*** Opening of Records for processing ***
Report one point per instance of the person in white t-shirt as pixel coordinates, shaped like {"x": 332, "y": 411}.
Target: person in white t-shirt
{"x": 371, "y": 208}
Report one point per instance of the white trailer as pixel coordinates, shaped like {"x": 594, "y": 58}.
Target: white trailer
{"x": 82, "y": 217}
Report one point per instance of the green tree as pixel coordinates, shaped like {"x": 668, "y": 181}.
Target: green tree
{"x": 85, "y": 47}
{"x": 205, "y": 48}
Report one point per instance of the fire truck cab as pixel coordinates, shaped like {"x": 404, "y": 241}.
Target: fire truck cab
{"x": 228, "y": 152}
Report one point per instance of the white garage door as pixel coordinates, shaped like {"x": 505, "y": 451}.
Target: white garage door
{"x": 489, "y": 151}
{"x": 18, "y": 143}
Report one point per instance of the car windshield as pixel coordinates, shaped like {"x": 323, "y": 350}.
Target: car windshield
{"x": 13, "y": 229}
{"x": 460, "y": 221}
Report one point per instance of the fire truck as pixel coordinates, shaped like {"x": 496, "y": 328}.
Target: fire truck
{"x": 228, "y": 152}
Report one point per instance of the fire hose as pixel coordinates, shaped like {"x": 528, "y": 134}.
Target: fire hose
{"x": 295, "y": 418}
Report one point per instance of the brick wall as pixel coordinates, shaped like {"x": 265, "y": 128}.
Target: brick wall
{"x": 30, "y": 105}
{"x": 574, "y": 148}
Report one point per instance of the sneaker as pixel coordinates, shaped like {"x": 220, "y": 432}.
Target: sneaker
*** Close of Records for processing ***
◆ **Task objective**
Every record must be transcribed precisely, down to the last character.

◆ **Expected answer**
Report one point per instance of the person in white t-shirt as pixel coordinates, shaped like {"x": 332, "y": 411}.
Target: person in white t-shirt
{"x": 371, "y": 208}
Report one point per instance of the white trailer as pixel coordinates, shaped like {"x": 594, "y": 58}.
Target: white trailer
{"x": 82, "y": 217}
Report one point per instance of the green tree as pixel coordinates, shaped like {"x": 668, "y": 181}.
Target: green tree
{"x": 85, "y": 47}
{"x": 205, "y": 48}
Report one point per instance of the fire truck cab as pixel coordinates, shaped like {"x": 404, "y": 241}.
Target: fire truck cab
{"x": 228, "y": 152}
Report one point per instance of the white garage door as pixel coordinates, shaped like {"x": 505, "y": 451}.
Target: white garage door
{"x": 489, "y": 151}
{"x": 18, "y": 143}
Report one point per instance of the car windshield as pixel coordinates, shaped like {"x": 323, "y": 350}.
Target: car windshield
{"x": 13, "y": 229}
{"x": 460, "y": 221}
Report one point per instance of the fire truck as pixel coordinates, shaped like {"x": 496, "y": 328}.
Target: fire truck
{"x": 228, "y": 152}
Report one point per instance of the fire hose as pixel coordinates, shaped like {"x": 528, "y": 134}.
Target: fire hose
{"x": 295, "y": 418}
Report one point per instance of the brick wall as pixel coordinates, shaped like {"x": 265, "y": 128}.
Target: brick wall
{"x": 30, "y": 105}
{"x": 574, "y": 148}
Report one point per instance of the sneaker as pixel coordinates, shaped like {"x": 220, "y": 432}.
Target: sneaker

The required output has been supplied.